Nothing but the lines from the one containing "the form (258,366);" to the end of the data should be returned, exactly as written; pictures are omitted.
+---+
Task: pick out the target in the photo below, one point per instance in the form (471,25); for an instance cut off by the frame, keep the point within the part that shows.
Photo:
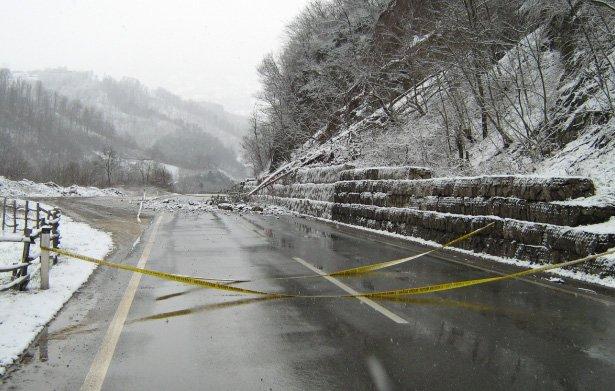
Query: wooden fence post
(3,213)
(14,216)
(55,228)
(45,240)
(25,258)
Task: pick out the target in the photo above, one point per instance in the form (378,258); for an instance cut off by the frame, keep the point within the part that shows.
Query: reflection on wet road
(510,335)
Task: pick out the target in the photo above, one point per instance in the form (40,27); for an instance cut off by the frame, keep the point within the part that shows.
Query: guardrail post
(3,213)
(45,241)
(14,216)
(25,258)
(55,229)
(38,215)
(26,215)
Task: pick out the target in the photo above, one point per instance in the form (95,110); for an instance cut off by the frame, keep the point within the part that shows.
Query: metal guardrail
(33,223)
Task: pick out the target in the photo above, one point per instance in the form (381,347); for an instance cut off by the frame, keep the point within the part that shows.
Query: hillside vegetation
(461,86)
(74,128)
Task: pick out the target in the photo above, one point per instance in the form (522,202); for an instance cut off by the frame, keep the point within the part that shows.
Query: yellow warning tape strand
(161,275)
(375,295)
(383,265)
(372,267)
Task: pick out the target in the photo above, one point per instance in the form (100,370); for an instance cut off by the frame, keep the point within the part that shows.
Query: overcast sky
(200,49)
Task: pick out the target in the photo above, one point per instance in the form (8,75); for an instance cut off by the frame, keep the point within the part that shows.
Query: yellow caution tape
(205,283)
(383,265)
(375,295)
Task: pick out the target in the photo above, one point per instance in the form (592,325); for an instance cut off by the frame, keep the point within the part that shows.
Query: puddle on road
(204,308)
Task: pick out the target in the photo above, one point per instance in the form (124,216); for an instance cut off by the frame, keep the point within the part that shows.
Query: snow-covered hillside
(26,188)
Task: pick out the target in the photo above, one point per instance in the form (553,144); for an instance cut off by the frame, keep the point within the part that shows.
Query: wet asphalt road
(510,335)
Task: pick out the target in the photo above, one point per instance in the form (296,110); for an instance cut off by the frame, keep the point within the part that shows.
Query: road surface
(530,334)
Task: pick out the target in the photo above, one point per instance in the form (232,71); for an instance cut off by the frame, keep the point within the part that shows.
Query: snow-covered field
(24,314)
(27,188)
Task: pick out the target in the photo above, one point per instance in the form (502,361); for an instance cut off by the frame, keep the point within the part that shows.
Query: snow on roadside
(24,314)
(26,188)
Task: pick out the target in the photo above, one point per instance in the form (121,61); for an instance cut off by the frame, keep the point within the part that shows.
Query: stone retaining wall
(528,226)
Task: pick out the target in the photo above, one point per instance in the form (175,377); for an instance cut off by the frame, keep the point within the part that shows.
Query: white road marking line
(384,311)
(98,371)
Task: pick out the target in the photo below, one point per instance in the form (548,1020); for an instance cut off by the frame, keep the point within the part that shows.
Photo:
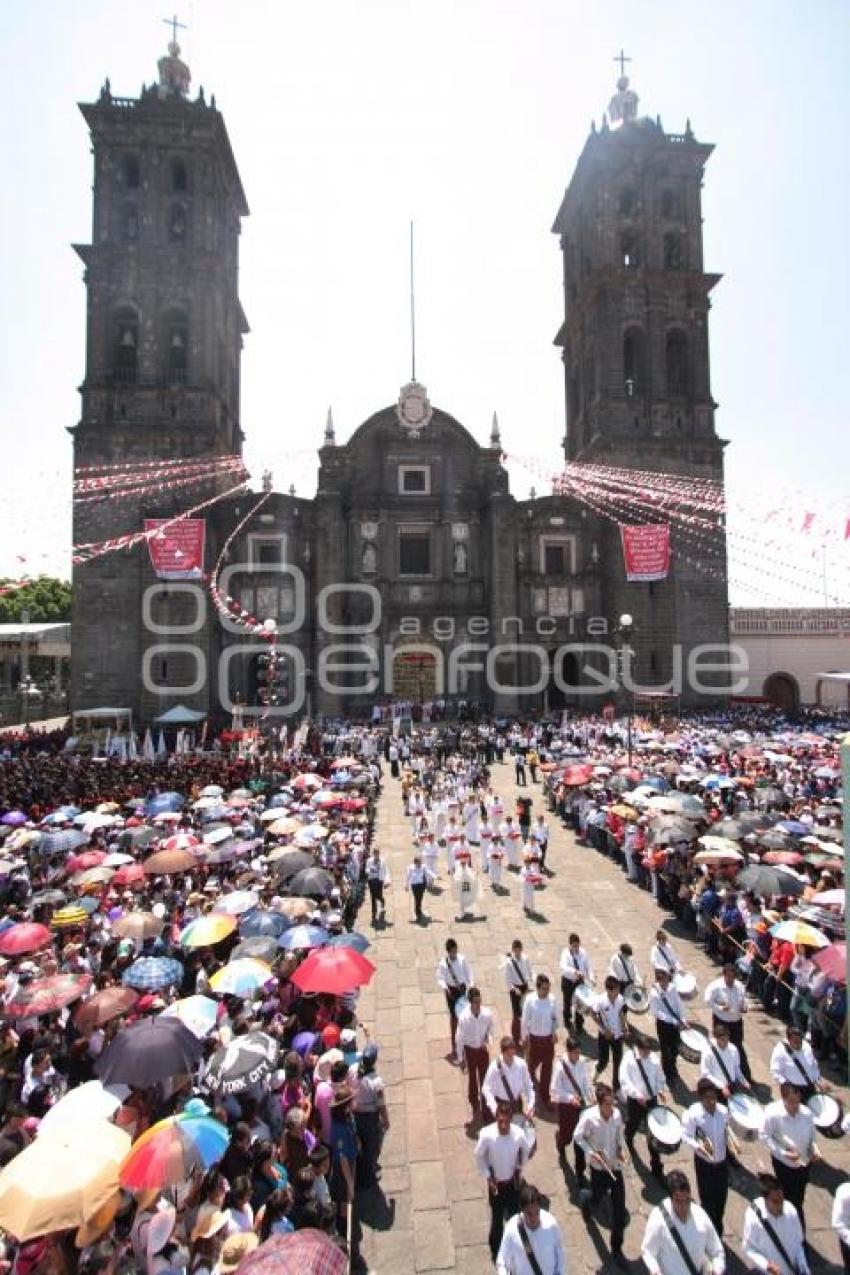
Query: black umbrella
(241,1063)
(292,863)
(311,884)
(765,880)
(149,1051)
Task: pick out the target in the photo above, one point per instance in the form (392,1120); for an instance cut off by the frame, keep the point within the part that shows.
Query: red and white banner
(646,551)
(177,550)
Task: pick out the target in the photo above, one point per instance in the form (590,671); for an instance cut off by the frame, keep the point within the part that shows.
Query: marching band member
(705,1132)
(600,1136)
(679,1227)
(642,1084)
(575,969)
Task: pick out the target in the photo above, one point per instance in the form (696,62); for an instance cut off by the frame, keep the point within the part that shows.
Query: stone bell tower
(635,349)
(163,344)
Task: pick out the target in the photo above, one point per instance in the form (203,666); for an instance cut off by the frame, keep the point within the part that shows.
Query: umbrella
(351,939)
(306,1251)
(798,932)
(108,1004)
(47,995)
(138,926)
(149,1051)
(175,1148)
(240,977)
(88,1102)
(170,862)
(69,917)
(208,930)
(24,937)
(152,973)
(61,1178)
(832,961)
(236,903)
(311,882)
(765,880)
(198,1012)
(241,1063)
(301,937)
(334,970)
(260,949)
(263,925)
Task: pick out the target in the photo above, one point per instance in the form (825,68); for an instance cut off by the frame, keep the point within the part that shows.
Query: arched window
(673,251)
(131,174)
(125,353)
(633,362)
(678,380)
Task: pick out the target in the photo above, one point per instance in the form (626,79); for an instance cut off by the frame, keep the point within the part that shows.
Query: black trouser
(609,1049)
(635,1113)
(793,1183)
(504,1202)
(603,1183)
(713,1185)
(668,1039)
(376,895)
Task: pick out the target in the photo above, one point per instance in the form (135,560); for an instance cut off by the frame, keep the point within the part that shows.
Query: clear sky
(348,117)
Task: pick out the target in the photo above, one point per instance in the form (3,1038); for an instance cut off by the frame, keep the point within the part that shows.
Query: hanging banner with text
(177,551)
(646,551)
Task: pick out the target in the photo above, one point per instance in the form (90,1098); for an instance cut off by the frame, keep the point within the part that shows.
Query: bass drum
(828,1114)
(747,1116)
(665,1127)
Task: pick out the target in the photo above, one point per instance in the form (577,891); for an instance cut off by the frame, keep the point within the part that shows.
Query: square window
(414,552)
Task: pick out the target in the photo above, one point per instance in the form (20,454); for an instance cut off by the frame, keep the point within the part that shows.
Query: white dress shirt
(781,1131)
(473,1030)
(632,1081)
(725,1002)
(576,965)
(761,1250)
(785,1065)
(660,1252)
(539,1016)
(562,1088)
(710,1065)
(595,1134)
(455,973)
(670,1011)
(500,1078)
(500,1155)
(546,1242)
(711,1125)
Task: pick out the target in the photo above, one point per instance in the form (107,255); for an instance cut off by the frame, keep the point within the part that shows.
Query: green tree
(46,599)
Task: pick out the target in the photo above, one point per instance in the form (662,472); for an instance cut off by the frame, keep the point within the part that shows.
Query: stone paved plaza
(432,1213)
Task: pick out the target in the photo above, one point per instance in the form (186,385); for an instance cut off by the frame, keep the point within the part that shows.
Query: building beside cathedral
(413,552)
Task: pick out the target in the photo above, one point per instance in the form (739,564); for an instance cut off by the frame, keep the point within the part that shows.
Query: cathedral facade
(414,571)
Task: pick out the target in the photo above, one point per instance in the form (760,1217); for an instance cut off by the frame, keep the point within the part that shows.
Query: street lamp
(625,629)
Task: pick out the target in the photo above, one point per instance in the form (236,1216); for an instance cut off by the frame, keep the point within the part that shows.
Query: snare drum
(692,1044)
(747,1116)
(686,986)
(637,998)
(665,1127)
(828,1114)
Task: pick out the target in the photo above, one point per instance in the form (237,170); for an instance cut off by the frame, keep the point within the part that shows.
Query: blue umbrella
(264,925)
(151,973)
(360,942)
(302,937)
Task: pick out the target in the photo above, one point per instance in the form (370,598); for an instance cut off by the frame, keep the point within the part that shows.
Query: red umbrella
(24,937)
(834,961)
(130,875)
(334,970)
(47,995)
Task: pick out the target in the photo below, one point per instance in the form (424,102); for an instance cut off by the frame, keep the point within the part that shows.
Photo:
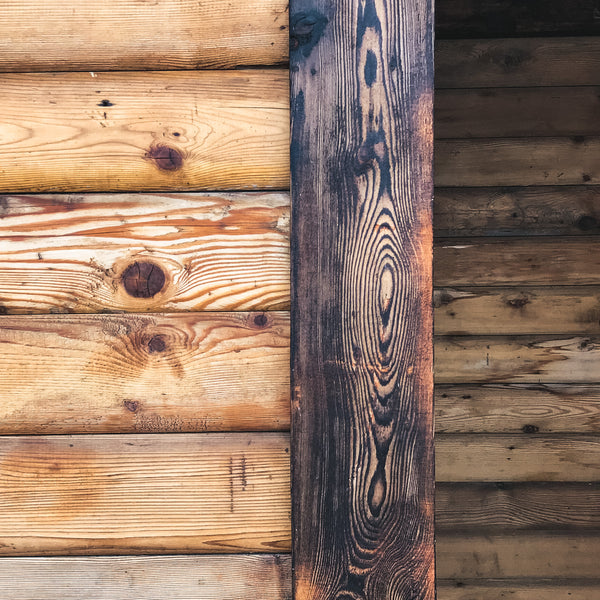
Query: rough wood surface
(515,112)
(517,408)
(144,494)
(499,507)
(141,373)
(144,131)
(518,261)
(362,427)
(537,555)
(488,211)
(69,253)
(264,576)
(526,62)
(517,161)
(507,18)
(77,35)
(517,310)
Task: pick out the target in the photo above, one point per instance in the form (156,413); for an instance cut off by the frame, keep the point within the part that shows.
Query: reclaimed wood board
(117,35)
(362,426)
(144,131)
(93,253)
(144,373)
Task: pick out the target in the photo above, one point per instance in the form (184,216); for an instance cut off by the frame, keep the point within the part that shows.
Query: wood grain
(507,18)
(503,457)
(144,494)
(517,310)
(144,131)
(517,161)
(264,576)
(362,427)
(140,373)
(75,35)
(515,112)
(67,253)
(525,62)
(518,261)
(517,408)
(525,211)
(500,507)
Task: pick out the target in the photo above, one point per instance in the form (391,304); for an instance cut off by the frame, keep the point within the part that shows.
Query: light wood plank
(517,161)
(139,373)
(521,62)
(143,494)
(503,457)
(547,210)
(515,112)
(144,131)
(68,253)
(264,576)
(514,262)
(77,35)
(517,408)
(500,507)
(517,310)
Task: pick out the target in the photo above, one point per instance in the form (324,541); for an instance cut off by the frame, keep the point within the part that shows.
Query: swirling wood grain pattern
(362,459)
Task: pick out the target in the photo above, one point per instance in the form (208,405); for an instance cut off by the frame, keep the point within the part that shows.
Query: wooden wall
(144,283)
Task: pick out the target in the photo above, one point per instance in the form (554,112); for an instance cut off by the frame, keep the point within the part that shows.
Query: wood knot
(143,279)
(165,157)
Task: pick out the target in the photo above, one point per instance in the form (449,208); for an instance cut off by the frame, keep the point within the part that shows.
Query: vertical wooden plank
(362,457)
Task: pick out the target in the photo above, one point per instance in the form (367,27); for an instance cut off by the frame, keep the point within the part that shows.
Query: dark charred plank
(362,445)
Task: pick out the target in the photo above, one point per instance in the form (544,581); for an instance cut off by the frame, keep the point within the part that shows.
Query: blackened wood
(362,435)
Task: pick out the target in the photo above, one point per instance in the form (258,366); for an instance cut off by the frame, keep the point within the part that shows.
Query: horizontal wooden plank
(546,210)
(507,18)
(263,576)
(70,253)
(526,589)
(517,408)
(525,62)
(514,112)
(75,35)
(539,555)
(517,161)
(517,359)
(518,506)
(142,494)
(144,131)
(502,457)
(517,310)
(141,373)
(540,261)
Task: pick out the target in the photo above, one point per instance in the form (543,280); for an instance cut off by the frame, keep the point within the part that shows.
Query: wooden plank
(503,457)
(517,359)
(514,262)
(72,253)
(515,112)
(264,576)
(499,507)
(547,210)
(144,131)
(507,18)
(538,555)
(517,310)
(517,161)
(517,408)
(362,427)
(74,35)
(140,373)
(527,589)
(525,62)
(143,494)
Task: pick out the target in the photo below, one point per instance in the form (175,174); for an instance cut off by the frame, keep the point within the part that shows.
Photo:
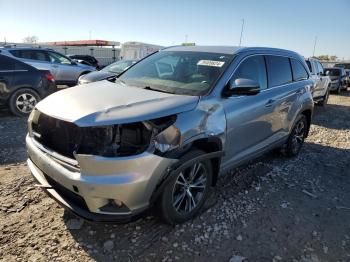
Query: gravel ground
(274,209)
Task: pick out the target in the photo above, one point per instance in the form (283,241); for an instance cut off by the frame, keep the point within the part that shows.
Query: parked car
(347,78)
(322,82)
(22,86)
(346,66)
(88,59)
(163,132)
(112,70)
(338,77)
(65,70)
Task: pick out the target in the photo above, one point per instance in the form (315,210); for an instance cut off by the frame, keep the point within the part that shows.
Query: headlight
(168,139)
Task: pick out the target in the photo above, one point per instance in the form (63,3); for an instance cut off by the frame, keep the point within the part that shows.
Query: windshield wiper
(158,90)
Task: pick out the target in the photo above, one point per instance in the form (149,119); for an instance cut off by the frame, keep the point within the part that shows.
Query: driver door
(250,119)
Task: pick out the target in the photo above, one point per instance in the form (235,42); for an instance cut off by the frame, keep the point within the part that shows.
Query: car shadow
(131,241)
(332,115)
+---+
▶ [Full answer]:
Task: pick out the target in the photo above, one point per instance in the form (258,366); for an instance cut off by the frame, keep the point within the part that shows.
Query: horizontal wooden plank
(546,210)
(507,18)
(263,576)
(70,253)
(526,589)
(517,408)
(525,62)
(514,112)
(75,35)
(539,555)
(517,161)
(517,359)
(518,506)
(142,494)
(144,131)
(502,457)
(517,310)
(141,373)
(540,261)
Task: pick out the target in the photo above, one point per instance in the form (543,280); for an instance cut off by the frame, keep the point within the part that shows.
Query: wooden plank
(503,457)
(517,359)
(514,262)
(72,253)
(515,112)
(264,576)
(499,507)
(547,210)
(144,131)
(507,18)
(538,555)
(517,310)
(517,161)
(517,408)
(362,427)
(74,35)
(140,373)
(527,589)
(525,62)
(143,494)
Task: pick out the target in the photo below, one point per instance in the form (175,174); for an instance cut off by the frame, keep the point within the part that shows.
Photo:
Query: gravel ground
(274,209)
Task: pick out the target in the photo above, one point per instance in the form (283,241); for an instance cut off by the frame, keep the point within the part that shows.
Query: parked car
(347,78)
(322,82)
(22,86)
(346,66)
(88,59)
(163,132)
(112,70)
(338,77)
(65,70)
Task: pick out the target in the photo above, one point per instance in the form (315,210); for an instance cut off by the frame, keep the point within the part that shows.
Query: headlight
(168,139)
Task: pick out the target in the photo above, one point per instance in the form (63,3); for an instance cut off by the frame, keep the point within the part that shows.
Query: windshield wiper
(158,90)
Task: pick out the target in the photo above, one point per instance in the form (149,119); for an instance cut off by the frame, keep the point within the part that shows.
Query: driver door
(250,119)
Task: pick out the target in the photo above, one point per instance in the form (235,42); for an instance cut off by the frame, keep the point within the part that shows.
Query: car shadow
(131,241)
(332,115)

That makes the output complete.